» Assignment:
Every line of the data that includes "mantel" should be copied out.

» Working data:
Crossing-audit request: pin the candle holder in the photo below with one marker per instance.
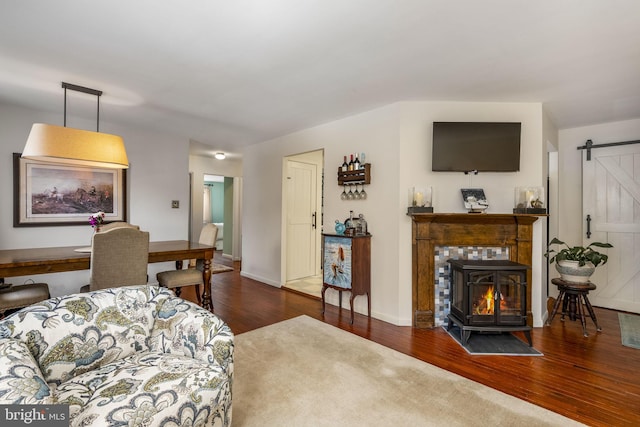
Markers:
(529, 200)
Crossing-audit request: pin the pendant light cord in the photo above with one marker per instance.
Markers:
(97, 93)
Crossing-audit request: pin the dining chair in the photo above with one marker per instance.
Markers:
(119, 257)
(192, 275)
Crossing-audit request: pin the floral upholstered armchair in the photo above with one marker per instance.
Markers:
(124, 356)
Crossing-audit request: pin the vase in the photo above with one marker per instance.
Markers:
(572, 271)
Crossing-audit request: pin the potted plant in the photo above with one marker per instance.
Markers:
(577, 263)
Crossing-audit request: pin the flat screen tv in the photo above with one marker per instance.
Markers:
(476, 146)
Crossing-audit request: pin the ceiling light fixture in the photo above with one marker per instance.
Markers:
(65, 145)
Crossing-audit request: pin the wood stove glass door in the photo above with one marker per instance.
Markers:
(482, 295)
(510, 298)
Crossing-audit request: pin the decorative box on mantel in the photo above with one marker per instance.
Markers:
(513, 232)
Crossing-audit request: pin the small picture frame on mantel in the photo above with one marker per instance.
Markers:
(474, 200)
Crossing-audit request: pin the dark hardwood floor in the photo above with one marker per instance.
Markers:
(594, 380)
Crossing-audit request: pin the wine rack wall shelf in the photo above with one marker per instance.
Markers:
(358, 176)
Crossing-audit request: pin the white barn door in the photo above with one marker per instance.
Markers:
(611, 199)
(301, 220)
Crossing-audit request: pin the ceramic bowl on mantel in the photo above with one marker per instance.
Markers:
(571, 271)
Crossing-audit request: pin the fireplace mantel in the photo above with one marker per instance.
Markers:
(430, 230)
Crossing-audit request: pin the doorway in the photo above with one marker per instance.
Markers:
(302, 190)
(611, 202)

---

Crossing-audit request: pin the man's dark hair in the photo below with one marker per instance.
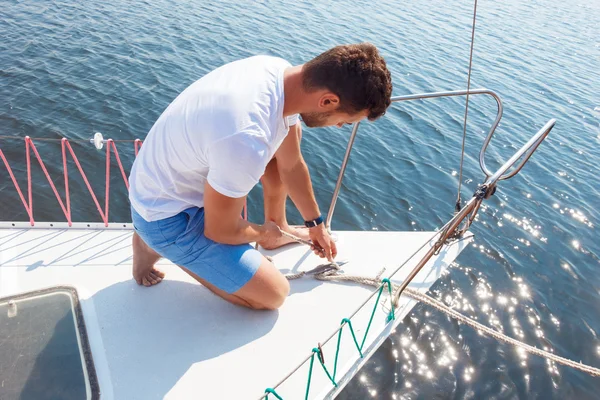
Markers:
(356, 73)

» Solution for this task:
Crossing-audit request: pin the decorative box on mantel in the photo above with one marker per instance.
Crossing-audit request: pin the small picture frame on mantel in the photo above with one marker per instance.
Crossing-audit request: pin the ceramic bowl on mantel in the photo above with one marker per instance.
Crossing-audit request: pin the fireplace mantel in the photo above with one marker per instance.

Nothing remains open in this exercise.